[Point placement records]
*-*-*
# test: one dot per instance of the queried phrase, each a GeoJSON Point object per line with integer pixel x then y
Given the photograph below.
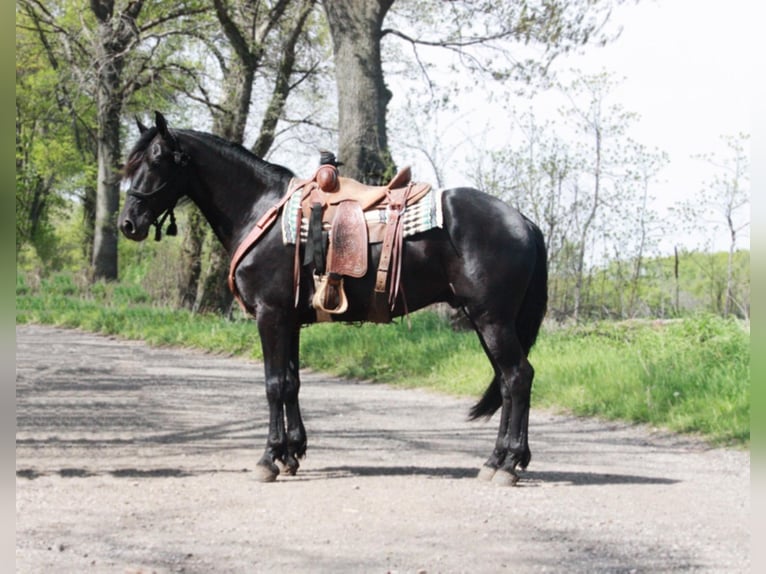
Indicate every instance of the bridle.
{"type": "Point", "coordinates": [181, 159]}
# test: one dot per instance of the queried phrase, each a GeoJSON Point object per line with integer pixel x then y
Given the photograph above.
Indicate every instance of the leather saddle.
{"type": "Point", "coordinates": [339, 234]}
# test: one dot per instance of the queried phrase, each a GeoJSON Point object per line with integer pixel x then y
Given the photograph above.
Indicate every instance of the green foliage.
{"type": "Point", "coordinates": [688, 375]}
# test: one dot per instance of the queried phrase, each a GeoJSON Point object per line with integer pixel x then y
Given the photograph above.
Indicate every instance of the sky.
{"type": "Point", "coordinates": [688, 68]}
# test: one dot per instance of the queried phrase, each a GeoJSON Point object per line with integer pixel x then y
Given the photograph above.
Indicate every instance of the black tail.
{"type": "Point", "coordinates": [528, 323]}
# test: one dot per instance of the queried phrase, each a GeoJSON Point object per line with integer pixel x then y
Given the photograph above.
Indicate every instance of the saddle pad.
{"type": "Point", "coordinates": [424, 215]}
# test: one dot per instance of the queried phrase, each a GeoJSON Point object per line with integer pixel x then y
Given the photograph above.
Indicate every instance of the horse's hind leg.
{"type": "Point", "coordinates": [296, 433]}
{"type": "Point", "coordinates": [514, 374]}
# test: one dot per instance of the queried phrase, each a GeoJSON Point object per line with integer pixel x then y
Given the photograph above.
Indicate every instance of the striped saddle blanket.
{"type": "Point", "coordinates": [419, 217]}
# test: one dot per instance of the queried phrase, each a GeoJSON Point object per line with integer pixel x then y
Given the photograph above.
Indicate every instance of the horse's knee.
{"type": "Point", "coordinates": [519, 382]}
{"type": "Point", "coordinates": [274, 390]}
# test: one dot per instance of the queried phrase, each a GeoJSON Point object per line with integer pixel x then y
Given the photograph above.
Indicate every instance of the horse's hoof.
{"type": "Point", "coordinates": [290, 467]}
{"type": "Point", "coordinates": [486, 473]}
{"type": "Point", "coordinates": [264, 473]}
{"type": "Point", "coordinates": [505, 478]}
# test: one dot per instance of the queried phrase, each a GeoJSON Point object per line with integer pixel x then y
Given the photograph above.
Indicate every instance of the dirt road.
{"type": "Point", "coordinates": [133, 459]}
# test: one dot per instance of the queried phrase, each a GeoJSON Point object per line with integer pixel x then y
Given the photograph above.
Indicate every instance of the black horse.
{"type": "Point", "coordinates": [487, 259]}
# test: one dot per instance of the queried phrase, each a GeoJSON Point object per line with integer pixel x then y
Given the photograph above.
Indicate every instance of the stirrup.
{"type": "Point", "coordinates": [328, 287]}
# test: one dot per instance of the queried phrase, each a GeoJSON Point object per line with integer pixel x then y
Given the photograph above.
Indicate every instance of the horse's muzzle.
{"type": "Point", "coordinates": [131, 230]}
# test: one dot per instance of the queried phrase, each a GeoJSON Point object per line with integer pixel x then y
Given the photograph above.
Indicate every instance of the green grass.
{"type": "Point", "coordinates": [690, 375]}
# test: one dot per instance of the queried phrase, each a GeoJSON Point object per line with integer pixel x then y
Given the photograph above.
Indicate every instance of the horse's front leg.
{"type": "Point", "coordinates": [277, 331]}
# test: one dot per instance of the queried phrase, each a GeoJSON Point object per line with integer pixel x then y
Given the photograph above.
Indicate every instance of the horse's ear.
{"type": "Point", "coordinates": [141, 127]}
{"type": "Point", "coordinates": [162, 124]}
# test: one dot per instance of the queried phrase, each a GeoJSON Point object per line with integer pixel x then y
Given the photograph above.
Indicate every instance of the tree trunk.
{"type": "Point", "coordinates": [107, 191]}
{"type": "Point", "coordinates": [363, 97]}
{"type": "Point", "coordinates": [109, 64]}
{"type": "Point", "coordinates": [191, 258]}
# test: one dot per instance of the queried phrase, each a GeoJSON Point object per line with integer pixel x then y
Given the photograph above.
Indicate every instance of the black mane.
{"type": "Point", "coordinates": [226, 148]}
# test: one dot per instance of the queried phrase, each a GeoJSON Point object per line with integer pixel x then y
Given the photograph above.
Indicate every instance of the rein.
{"type": "Point", "coordinates": [181, 159]}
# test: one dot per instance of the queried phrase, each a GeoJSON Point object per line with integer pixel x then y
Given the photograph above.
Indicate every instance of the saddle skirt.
{"type": "Point", "coordinates": [420, 216]}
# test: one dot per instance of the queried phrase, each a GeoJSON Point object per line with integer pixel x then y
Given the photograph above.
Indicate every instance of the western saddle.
{"type": "Point", "coordinates": [339, 235]}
*-*-*
## [What the exercise asks]
Retype the entries word for word. Omit any images.

## [Reply]
# test: one dot per instance of the queried phrase, each a GeoJSON Point object per line with integer pixel x then y
Given the photograph below.
Indicate every instance of the bridle.
{"type": "Point", "coordinates": [181, 159]}
# test: one dot per instance of the queried phrase, each a GeoJSON Point object per line with integer pixel x then y
Given the photograph above.
Indicate every instance of the leather saddle.
{"type": "Point", "coordinates": [339, 234]}
# test: one dot per instance of the queried phrase, each a GeoJSON Point object per line with integer pixel x then y
Given the photograph above.
Indicate every instance of the green foliage.
{"type": "Point", "coordinates": [688, 375]}
# test: one dot per instance of the queried phrase, each a GeoJSON Point object per line with integer pixel x then y
Given the photograph above.
Indicate every instance of the sky.
{"type": "Point", "coordinates": [688, 68]}
# test: one dot per instance of the queried phrase, each a GeoJSON Point object per line with integer pixel x then y
Given the photograph above.
Indicate every instance of the black tail.
{"type": "Point", "coordinates": [528, 323]}
# test: one dot per instance of the queried phrase, each a GeoJSON Point object per line with integer pixel x then y
Given the photograph above.
Indicate every instance of the saddle pad.
{"type": "Point", "coordinates": [424, 215]}
# test: one dot per instance of the queried phrase, each a GeoJSON Point object per line with integer pixel x then y
Given the photograph above.
Indicate every instance of the horse's hind leg.
{"type": "Point", "coordinates": [296, 433]}
{"type": "Point", "coordinates": [514, 374]}
# test: one dot per instance of the queried phrase, each a GeoJSON Point object per line with integer pixel x then y
Given the photograph above.
Indicate every instance of the striped saddle blanket.
{"type": "Point", "coordinates": [419, 217]}
# test: one dot per instance of the queried phrase, each a GeoJSON Point object per line with integer pixel x then y
Given the photograph above.
Indicate every instance of the horse's knee.
{"type": "Point", "coordinates": [519, 382]}
{"type": "Point", "coordinates": [274, 390]}
# test: one dot per instance of the queried phrase, each a GeoJSON Point object per line with integer pixel x then y
Given the photograph above.
Indicate every instance of the horse's hoof.
{"type": "Point", "coordinates": [290, 467]}
{"type": "Point", "coordinates": [486, 473]}
{"type": "Point", "coordinates": [264, 473]}
{"type": "Point", "coordinates": [505, 478]}
# test: one dot per instance of the queried phrase, each a GeoJSON Point object per line with integer pixel x then y
Given the photograph above.
Indicate every instance of the dirt road.
{"type": "Point", "coordinates": [133, 459]}
# test: one dot per instance of the queried phrase, each a GeoJSON Point object per line with integer pixel x then y
Given the photograph above.
Indicate every instance of the black horse.
{"type": "Point", "coordinates": [487, 259]}
# test: one dot per instance of the queried phrase, each a GeoJSON Point object per line with integer pixel x then y
Given the photograph above.
Indicate every instance of the stirrup.
{"type": "Point", "coordinates": [328, 287]}
# test: one dot per instance of the queried phrase, each a GeoJSON Point object per line with integer pixel x then y
Given the photograph above.
Indicate every instance of the horse's muzzle.
{"type": "Point", "coordinates": [131, 230]}
# test: one dot per instance of the queried phrase, each a GeoJSON Point object per line with integer pixel x then y
Given the photograph above.
Indicate every instance of the green grass.
{"type": "Point", "coordinates": [690, 375]}
# test: one dot per instance of the queried phrase, each a GeoJSON Point object per line with integer pixel x then y
Given the photograph above.
Indicate every instance of the horse's front leg.
{"type": "Point", "coordinates": [277, 331]}
# test: one dot per instance of the queried phrase, each a GeoJSON Point object per line with integer pixel x then y
Given the photograph above.
Indicate every instance of the horse's ear.
{"type": "Point", "coordinates": [141, 127]}
{"type": "Point", "coordinates": [162, 124]}
# test: one dot per instance of the queried phrase, each a GeoJSON Point object per line with integer pixel x then y
Given the photograph above.
Indicate every instance of the tree trunk.
{"type": "Point", "coordinates": [107, 191]}
{"type": "Point", "coordinates": [363, 97]}
{"type": "Point", "coordinates": [109, 64]}
{"type": "Point", "coordinates": [191, 258]}
# test: one dot per instance of the queried phrase, each a GeoJSON Point object per line with integer pixel x then y
Given the photograph above.
Indicate every instance of the black mane.
{"type": "Point", "coordinates": [226, 148]}
# test: one dot per instance of the queried phrase, each a GeoJSON Point object per line with integer pixel x then y
Given the photograph above.
Indicate every instance of the rein.
{"type": "Point", "coordinates": [181, 159]}
# test: one dot per instance of the queried phrase, each a GeoJSON Point object per line with integer pixel x then y
Given the photograph above.
Indicate every instance of the saddle skirt.
{"type": "Point", "coordinates": [420, 216]}
# test: one dot per instance of the queried phrase, each a GeoJSON Point object per line with integer pixel x then y
Given the photograph above.
Indicate every instance of the western saddle.
{"type": "Point", "coordinates": [339, 235]}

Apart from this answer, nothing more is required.